Reproduce everything in the listing from the line containing "Given the photograph above, point out the winter" down through the final line of the listing, with no changes.
---------- RECORDS TO USE
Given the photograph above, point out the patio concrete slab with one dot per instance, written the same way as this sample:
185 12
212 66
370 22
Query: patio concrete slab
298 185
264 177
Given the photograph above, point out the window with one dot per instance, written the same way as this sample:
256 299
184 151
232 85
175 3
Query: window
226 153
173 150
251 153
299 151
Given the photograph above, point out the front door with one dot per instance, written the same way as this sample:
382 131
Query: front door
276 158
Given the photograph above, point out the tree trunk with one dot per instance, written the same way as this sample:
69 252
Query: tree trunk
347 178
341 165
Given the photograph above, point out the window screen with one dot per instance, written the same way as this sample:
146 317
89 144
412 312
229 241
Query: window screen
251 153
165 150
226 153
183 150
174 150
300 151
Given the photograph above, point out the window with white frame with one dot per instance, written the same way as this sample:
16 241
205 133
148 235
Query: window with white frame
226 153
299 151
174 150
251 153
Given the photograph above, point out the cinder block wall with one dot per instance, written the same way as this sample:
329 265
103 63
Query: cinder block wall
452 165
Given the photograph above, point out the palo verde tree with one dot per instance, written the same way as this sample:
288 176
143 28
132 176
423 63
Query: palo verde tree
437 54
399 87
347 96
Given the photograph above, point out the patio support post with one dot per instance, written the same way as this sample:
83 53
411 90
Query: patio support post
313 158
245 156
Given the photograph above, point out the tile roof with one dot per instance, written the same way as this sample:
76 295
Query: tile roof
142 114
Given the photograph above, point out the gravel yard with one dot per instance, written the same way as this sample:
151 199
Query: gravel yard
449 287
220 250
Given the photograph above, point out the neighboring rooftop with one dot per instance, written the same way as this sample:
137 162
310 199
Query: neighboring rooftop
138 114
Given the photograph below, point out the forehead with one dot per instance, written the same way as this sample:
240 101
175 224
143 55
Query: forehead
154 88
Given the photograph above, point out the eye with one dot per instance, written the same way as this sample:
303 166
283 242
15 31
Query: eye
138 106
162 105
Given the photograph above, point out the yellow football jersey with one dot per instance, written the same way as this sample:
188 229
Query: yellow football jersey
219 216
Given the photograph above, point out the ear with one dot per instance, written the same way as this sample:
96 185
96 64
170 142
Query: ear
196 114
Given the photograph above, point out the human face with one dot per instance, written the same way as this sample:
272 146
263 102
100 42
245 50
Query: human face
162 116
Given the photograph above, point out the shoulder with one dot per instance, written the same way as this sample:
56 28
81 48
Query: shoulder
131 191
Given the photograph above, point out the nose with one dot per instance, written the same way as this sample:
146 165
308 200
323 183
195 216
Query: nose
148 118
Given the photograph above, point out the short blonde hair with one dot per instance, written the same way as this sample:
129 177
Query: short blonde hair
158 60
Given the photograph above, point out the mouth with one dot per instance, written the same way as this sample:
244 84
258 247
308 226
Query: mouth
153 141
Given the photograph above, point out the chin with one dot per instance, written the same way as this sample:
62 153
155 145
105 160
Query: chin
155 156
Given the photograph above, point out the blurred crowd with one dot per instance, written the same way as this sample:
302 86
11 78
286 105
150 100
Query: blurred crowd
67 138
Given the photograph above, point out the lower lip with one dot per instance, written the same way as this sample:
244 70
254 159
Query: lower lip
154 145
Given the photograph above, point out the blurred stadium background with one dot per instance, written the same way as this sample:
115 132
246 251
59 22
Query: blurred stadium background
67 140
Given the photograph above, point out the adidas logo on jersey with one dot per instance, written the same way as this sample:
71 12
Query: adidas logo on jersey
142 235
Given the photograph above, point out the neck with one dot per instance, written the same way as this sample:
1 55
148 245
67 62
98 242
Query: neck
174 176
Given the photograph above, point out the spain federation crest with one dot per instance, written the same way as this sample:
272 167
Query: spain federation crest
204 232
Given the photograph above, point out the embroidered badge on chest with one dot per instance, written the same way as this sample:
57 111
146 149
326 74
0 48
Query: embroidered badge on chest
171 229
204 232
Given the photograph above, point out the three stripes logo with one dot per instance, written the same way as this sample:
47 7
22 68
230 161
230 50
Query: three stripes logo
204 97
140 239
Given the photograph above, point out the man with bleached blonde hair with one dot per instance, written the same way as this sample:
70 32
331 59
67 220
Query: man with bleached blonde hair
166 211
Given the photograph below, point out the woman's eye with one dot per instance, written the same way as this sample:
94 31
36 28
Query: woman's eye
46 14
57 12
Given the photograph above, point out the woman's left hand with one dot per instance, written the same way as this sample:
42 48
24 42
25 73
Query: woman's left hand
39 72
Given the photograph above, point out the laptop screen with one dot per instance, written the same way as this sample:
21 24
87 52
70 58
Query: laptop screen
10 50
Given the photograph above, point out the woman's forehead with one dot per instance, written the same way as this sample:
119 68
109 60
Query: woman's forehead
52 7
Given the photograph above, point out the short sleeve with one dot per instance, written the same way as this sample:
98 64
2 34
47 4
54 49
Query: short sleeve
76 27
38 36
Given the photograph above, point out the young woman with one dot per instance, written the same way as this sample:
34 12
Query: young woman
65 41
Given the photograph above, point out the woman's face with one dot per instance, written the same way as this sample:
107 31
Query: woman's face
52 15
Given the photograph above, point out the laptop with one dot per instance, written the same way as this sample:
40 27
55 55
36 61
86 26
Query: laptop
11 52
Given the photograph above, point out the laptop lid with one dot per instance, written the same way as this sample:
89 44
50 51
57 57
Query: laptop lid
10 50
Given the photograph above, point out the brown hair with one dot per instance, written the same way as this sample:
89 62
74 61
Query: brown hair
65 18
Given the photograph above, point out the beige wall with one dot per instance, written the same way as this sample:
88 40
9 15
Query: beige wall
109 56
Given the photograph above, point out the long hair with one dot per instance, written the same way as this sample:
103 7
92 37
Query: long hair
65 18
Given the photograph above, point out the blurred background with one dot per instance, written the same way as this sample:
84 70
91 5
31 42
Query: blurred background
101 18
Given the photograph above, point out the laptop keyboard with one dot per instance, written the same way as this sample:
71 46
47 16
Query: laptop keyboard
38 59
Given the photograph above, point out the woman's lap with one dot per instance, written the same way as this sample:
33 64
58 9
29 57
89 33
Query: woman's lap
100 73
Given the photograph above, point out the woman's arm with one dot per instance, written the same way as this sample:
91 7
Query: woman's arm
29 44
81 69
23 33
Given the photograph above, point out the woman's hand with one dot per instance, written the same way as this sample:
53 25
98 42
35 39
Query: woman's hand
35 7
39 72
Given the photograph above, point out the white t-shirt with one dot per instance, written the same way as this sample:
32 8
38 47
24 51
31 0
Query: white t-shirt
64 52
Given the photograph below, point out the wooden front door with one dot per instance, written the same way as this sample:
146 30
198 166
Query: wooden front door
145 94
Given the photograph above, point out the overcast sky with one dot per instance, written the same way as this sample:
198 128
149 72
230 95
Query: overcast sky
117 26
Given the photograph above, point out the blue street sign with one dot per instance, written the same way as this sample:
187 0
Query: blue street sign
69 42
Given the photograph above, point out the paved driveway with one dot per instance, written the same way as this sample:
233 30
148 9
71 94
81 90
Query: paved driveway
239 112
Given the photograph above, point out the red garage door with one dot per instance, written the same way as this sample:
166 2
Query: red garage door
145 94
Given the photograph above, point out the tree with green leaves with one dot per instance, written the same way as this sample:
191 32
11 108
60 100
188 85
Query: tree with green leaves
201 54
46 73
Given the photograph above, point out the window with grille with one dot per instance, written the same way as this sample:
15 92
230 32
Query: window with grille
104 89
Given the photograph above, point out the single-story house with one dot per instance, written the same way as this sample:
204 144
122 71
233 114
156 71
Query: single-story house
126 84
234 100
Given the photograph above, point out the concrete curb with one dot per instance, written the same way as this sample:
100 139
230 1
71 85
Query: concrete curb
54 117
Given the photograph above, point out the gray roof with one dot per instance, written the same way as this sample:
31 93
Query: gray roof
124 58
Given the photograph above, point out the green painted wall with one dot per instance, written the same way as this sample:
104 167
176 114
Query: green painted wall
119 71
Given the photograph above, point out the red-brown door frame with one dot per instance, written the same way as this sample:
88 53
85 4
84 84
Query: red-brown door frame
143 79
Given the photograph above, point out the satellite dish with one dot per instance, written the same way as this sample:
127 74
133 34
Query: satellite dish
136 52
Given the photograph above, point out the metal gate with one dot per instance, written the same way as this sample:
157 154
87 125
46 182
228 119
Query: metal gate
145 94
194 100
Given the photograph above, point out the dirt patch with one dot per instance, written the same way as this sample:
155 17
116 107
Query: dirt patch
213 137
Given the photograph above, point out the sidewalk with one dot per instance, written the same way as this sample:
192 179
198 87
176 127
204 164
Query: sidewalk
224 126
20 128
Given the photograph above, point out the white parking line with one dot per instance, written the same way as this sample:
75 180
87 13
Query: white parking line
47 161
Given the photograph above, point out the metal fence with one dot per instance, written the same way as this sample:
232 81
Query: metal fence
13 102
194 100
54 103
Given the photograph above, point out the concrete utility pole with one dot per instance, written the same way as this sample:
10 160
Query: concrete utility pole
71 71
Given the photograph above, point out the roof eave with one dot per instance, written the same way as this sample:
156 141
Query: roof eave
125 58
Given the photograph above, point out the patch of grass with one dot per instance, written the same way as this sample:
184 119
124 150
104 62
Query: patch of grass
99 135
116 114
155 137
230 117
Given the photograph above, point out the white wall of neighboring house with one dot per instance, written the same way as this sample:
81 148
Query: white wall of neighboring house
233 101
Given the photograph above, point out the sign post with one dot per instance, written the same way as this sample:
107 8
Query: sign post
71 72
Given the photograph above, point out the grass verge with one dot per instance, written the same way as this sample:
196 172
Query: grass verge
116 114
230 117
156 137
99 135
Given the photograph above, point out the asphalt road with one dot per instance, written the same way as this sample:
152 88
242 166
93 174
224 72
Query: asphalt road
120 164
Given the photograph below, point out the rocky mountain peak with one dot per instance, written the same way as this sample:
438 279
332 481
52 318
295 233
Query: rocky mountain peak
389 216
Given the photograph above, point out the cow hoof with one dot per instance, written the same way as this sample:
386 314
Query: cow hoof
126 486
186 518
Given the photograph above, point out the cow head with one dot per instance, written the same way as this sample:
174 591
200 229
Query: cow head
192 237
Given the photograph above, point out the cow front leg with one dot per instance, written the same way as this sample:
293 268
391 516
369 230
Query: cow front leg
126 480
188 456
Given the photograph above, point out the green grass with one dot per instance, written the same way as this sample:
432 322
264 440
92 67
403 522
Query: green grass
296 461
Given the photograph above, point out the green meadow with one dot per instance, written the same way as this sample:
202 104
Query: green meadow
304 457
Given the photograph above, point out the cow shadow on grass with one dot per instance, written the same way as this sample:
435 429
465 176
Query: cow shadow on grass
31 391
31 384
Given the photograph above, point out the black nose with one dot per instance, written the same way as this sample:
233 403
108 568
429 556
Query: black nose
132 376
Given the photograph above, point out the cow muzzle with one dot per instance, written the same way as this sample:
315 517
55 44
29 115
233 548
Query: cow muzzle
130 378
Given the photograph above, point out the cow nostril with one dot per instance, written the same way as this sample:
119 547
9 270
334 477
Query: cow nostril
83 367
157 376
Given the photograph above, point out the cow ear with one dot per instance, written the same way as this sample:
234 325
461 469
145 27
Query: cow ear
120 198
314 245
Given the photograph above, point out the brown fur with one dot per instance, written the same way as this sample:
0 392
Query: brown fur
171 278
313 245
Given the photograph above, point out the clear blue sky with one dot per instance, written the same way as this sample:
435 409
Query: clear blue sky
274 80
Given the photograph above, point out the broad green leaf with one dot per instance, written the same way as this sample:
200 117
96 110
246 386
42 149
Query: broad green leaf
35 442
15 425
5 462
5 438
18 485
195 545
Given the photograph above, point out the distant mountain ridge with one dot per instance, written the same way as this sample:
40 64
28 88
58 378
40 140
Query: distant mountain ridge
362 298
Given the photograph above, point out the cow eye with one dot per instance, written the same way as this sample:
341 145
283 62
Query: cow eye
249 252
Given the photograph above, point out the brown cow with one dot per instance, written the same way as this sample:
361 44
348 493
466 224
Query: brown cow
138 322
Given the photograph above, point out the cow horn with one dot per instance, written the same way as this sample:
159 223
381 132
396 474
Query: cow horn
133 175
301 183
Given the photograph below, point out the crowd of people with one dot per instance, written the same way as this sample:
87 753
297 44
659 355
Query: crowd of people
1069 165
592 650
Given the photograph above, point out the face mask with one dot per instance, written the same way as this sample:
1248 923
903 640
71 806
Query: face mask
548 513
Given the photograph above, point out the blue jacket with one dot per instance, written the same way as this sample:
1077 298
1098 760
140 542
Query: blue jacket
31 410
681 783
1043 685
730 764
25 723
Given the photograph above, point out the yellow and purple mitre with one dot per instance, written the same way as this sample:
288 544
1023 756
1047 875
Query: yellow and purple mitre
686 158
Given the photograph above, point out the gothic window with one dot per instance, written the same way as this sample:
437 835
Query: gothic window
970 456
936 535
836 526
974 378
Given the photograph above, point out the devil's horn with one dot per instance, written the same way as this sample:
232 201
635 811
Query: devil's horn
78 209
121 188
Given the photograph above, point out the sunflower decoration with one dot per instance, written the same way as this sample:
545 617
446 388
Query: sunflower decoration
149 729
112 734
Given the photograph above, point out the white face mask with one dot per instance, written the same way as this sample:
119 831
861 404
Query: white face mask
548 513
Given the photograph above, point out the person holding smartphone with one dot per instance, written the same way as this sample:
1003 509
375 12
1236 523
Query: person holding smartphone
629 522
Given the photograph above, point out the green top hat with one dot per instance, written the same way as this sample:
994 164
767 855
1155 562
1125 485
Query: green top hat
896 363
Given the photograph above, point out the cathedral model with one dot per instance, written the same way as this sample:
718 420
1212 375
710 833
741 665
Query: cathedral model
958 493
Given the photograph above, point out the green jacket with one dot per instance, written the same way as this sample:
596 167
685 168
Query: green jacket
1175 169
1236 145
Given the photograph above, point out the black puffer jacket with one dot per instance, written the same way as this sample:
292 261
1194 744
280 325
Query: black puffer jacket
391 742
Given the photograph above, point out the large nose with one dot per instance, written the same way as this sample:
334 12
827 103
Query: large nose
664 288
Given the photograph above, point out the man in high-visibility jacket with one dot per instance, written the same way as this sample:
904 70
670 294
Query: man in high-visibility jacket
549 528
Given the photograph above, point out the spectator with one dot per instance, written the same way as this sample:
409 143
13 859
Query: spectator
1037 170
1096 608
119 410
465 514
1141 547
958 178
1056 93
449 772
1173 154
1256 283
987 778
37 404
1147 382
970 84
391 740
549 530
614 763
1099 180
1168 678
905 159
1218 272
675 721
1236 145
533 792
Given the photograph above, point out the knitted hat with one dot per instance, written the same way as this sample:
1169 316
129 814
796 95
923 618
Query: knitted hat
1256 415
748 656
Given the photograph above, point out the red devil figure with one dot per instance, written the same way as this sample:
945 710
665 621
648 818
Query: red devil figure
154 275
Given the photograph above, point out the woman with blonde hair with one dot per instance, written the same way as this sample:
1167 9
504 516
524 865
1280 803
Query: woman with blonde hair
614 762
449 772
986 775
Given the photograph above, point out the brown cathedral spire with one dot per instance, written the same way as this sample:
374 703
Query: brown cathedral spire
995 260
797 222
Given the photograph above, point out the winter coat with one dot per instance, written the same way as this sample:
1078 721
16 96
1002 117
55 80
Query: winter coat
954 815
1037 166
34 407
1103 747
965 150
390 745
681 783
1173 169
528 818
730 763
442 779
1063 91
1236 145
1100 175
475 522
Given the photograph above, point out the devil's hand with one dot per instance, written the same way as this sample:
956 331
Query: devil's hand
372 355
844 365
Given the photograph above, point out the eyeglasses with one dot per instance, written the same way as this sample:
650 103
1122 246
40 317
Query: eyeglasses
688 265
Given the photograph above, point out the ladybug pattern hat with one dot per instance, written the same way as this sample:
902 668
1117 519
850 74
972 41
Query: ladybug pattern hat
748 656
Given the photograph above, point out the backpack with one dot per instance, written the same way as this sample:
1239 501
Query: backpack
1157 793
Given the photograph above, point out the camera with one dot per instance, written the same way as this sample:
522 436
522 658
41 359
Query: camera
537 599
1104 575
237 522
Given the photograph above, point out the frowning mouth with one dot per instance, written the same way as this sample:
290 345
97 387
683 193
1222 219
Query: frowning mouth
--------------------
=== SOLUTION TO THE PROBLEM ===
Given the photograph above, point out the winter coat with one dot per instance, written the same way as this sample:
1078 721
16 96
1002 117
55 80
Query: winter coat
954 815
1037 166
34 407
1103 747
965 150
390 745
681 783
1173 169
528 818
730 763
442 779
1063 91
1236 145
1100 175
475 522
Given the photograph above, point out the devil's hand with one dot per instance, written the same way as this sample:
956 331
Query: devil's hand
372 355
844 365
Given the photograph above, point out the eyeglasses with one dot per instance, written the same way as this sample:
650 103
1122 246
40 317
Query: eyeglasses
688 265
Given the photograph above, point out the ladybug pattern hat with one dot per instance, written the same way as this sample:
902 668
1117 519
850 74
972 41
Query: ladybug pattern hat
748 656
Given the photograph above, point out the backpack with one dot per instance, written the same way as this sample:
1239 501
Query: backpack
1157 793
Given the photograph above, point out the camera with one dot per instance, written the same way as this sample:
522 436
522 658
41 359
Query: camera
537 599
1104 575
237 522
Given the photograph above, point out the frowning mouth with one dot per instance, written the same way as this sample:
290 345
97 387
683 193
1222 219
Query: frowning mouth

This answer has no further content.